■ PROBLEMS AND TASKS
(a) Answer these questions from the article about the new Bossier Parish technology school, one answer per line and marked the same way:
(i) What address does Jayda Spillers pass each day?
(ii) How many years did Spillers serve as Assistant Principal?
(iii) In what month and year was the successful bond referendum held?
(b) In the article about the new Bossier Parish technology school, rewrite as a short bulleted list the paragraph that begins "Although Spillers is the new occupant," keeping its main facts.
(c) Carry on the article about the new Bossier Parish technology school, picking up right after its last paragraph.

■ STUDY TEXT
⁂
Countdown begins for Bossier Parish School for Technology and Innovative Learning
Editor’s Note: This is the first of what will be monthly articles about Bossier Parish School for Technology and Innovative Learning as the countdown to the new school opens. To see the schematics and keep track of the progress, visit www.bossierschools2012.com.
Each day that passes, Jayda Spillers grows more excited as she passes by 1841 Swan Lake Road. The newly appointed Principal knows what awaits students and the community once Bossier Parish School for Technology and Innovative Learning opens its doors in Fall 2015.
“It will be bittersweet, but we are so excited to be less than a year away from opening the doors to the most innovative student learning environment in Bossier Parish,” Spillers said. “We have been working with architects room by room to make it state-of-the-art and to meet business and industry needs in our region.”
Although Spillers is the new occupant of the principal’s office, she worked as Assistant Principal for eight years alongside Carol Jean Johnston, the long-time head of Bossier Parish Technical School. Together, the duo strongly advocated for a new career and technical education high school on this side of the Red River. For nearly two decades, BPTS has been housed at Louisiana Technical College in Shreveport, where Bossier Parish students are bused to attend classes.
Following a successful bond referendum in April 2012, their dream is becoming reality. Johnson, who retired this past year, is now eagerly watching Spillers and new Assistant Principal Patricia Kimbrough carry forward the vision of BPSTIL.
“Kids have more options than ever today in Career and Technical Education,” Spillers said. “Here they have the opportunity to learn skills and step out work ready or to continue their post-secondary education, whether it is a technical or community college or four-year university.”
⁂
■ DATA SECTION
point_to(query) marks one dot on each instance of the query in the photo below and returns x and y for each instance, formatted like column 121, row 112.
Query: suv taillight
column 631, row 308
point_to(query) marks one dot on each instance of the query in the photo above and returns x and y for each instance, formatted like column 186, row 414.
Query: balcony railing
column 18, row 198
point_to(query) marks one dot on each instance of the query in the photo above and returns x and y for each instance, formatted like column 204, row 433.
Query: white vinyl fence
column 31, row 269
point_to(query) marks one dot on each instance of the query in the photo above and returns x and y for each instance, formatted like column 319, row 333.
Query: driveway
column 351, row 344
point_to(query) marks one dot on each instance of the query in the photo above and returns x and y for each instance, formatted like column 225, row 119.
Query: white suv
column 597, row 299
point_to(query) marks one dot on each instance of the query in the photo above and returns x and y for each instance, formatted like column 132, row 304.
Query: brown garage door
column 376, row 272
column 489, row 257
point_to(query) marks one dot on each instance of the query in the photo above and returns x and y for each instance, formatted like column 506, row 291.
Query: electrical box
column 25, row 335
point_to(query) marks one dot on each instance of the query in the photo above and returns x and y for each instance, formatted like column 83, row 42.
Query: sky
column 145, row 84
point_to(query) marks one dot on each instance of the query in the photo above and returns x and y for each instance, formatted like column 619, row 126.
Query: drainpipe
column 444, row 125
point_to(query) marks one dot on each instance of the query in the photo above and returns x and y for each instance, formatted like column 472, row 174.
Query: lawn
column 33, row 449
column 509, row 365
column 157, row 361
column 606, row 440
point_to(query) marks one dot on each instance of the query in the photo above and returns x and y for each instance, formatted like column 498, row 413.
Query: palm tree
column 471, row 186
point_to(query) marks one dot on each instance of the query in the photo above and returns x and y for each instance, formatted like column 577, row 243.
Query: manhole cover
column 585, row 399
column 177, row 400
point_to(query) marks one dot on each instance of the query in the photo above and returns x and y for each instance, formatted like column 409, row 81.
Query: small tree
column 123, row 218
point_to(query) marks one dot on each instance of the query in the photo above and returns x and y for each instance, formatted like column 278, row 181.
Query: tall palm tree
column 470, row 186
⁂
■ PER-TASK OUTPUTS
(a)
(i) 1841 Swan Lake Road
(ii) Eight years
(iii) April 2012

(b)
- Spillers is the new principal but served eight years as Assistant Principal under Carol Jean Johnston, the long-time head of Bossier Parish Technical School.
- The two strongly advocated for a new career and technical education high school on this side of the Red River.
- For nearly two decades, BPTS has been housed at Louisiana Technical College in Shreveport.
- Bossier Parish students are bused there to attend classes.

(c)
One thing sure to make Spillers cringe is someone calling her school a vo-tech. Students not only can acquire valuable industry-based certifications in such areas as welding, collision repair and Emergency Medical Technician, but they may also accrue college credit through Dual Enrollment. The same goes for students in Certified Nursing Assistant, Pharmacy Technician and CISCO Networking programs. They, too, receive college credit and certifications. No matter what path a student chooses, Spillers’ hope for them is the same.
“I want them to be a step ahead of the competition. I want their electives to be meaningful, for these kids to be career and college ready, and for them to be proud of what they have accomplished when they leave here,” she said. “I also want employers to know they are getting a quality employee and for students to feel empowered when they enter college.”
One way to ensure students are workforce ready is a strong focus this year on soft skills, a need cited by business and industry leaders. BPSTIL‘s 2015-16 curriculum is also being crafted to align with workforce demands. The 110,000 square feet facility will enable the addition of courses such as Pre-Engineering and Pre-Law, and the expansion of others, like welding and culinary arts.
“That shows our commitment to build our programs as our business and industry’s needs have changed,” Spillers said. “We want to be responsive. We want our community partners to feel they can come to us for their workforce needs.”